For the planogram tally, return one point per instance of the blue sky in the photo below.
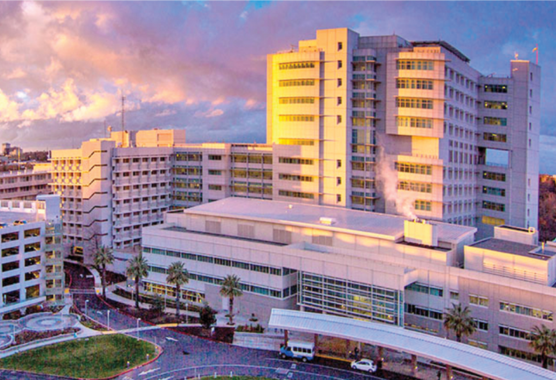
(202, 65)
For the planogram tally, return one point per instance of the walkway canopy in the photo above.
(459, 355)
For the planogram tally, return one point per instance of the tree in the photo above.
(137, 269)
(543, 341)
(103, 257)
(207, 316)
(459, 321)
(178, 276)
(231, 289)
════════
Can you reproduce every one of the lines above word for word, leaving the pictures out?

Exercise solution
For the planogram tally, return one point per instance of the blue sky in the photo below.
(202, 65)
For the planogram tally, return one point per instance of the walkway canopy in the photo above.
(459, 355)
For the planogram tally, return one point per instance of the tree in the photo above.
(137, 269)
(543, 341)
(103, 257)
(207, 316)
(459, 321)
(178, 276)
(231, 289)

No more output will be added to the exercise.